Most of us are aware that we “should” recycle (even though the economics of recycling are, for most items, mixed at best), but as Kevin Milligan points out, there are no universal standards for what can and can’t be recycled among municipalities:
The headline and tone of this story on recycling "Canadians are doing it wrong" shows everything that is wrong with recycling. Confusing, complex, and conflicting rules relying on voluntary compliance leads to a large waste. It's not citizens' fault. https://t.co/VcvSpJIypR
— Kevin Milligan (@kevinmilligan) April 6, 2018
Check out this part. It's Plastic, labelled as recyclable, but somehow the citizen is supposed to know it's not recyclable. At least in Toronto. Cross a municipal border and there will be different rules. pic.twitter.com/QpVUoH8uWk
— Kevin Milligan (@kevinmilligan) April 6, 2018
Ok you finish your takeout coffee. Quick: which bin does soiled waxed paper go in? I have no clue. Depends where you are. UBC seems to have different rules than Vancouver. And that's different from home/condo rules. And their enforcement strategy is to try to shame us.

→ Given information:

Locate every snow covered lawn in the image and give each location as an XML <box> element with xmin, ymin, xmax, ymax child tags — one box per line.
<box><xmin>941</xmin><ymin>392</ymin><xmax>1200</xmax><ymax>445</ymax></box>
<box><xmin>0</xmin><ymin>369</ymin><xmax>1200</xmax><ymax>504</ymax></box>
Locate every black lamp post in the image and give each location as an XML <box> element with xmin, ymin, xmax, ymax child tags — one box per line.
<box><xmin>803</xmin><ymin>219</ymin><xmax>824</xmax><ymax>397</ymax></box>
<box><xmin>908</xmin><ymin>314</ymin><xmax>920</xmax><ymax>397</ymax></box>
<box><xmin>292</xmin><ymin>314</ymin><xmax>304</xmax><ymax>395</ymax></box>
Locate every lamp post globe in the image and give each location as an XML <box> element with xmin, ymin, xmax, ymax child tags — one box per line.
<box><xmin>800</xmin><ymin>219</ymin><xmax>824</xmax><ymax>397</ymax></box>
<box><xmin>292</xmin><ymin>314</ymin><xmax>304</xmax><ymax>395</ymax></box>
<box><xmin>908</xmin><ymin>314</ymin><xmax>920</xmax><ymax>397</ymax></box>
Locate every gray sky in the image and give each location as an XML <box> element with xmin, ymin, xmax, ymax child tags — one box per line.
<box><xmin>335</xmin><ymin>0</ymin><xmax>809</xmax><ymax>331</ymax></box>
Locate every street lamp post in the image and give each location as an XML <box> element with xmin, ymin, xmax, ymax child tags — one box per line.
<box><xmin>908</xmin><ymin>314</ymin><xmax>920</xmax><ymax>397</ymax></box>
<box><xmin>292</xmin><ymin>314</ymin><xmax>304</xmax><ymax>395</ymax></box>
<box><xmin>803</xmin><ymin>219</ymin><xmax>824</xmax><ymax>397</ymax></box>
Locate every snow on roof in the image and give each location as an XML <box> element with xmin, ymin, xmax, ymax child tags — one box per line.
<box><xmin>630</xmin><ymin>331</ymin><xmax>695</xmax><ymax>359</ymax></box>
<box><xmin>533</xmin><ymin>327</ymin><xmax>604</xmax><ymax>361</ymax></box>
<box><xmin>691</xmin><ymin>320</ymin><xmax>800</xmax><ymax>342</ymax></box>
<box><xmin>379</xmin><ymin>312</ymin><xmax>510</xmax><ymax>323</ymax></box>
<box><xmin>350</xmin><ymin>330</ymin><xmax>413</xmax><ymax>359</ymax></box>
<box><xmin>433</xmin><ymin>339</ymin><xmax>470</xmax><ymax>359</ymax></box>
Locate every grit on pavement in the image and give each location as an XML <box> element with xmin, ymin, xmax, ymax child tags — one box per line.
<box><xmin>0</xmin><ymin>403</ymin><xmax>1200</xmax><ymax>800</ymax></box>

→ What you need to do:
1. What is the Spanish translation of this sentence from the recycling text above: "Confusing, complex, and conflicting rules relying on voluntary compliance leads to a large waste."?
2. Continue the recycling text above, picking up after its final sentence.

→ Solved tasks:
1. Las normas confusas, complejas y contradictorias que dependen del cumplimiento voluntario generan una gran cantidad de desperdicio.

2.
— Kevin Milligan (@kevinmilligan) April 6, 2018
To me, the solution seems to be centralized standards; clear and uniform for manufacturers and consumers. I've always found the German Grüne Punkt system easy to follow. https://t.co/MzLCRmC6fr pic.twitter.com/1lXlNpmawC
— Kevin Milligan (@kevinmilligan) April 6, 2018
Anyway. I don't do research in this area so I'm just a citizen with no expertise. As a citizen though I would like a system designed like the designers have ever met an actual human. Also, get off my lawn.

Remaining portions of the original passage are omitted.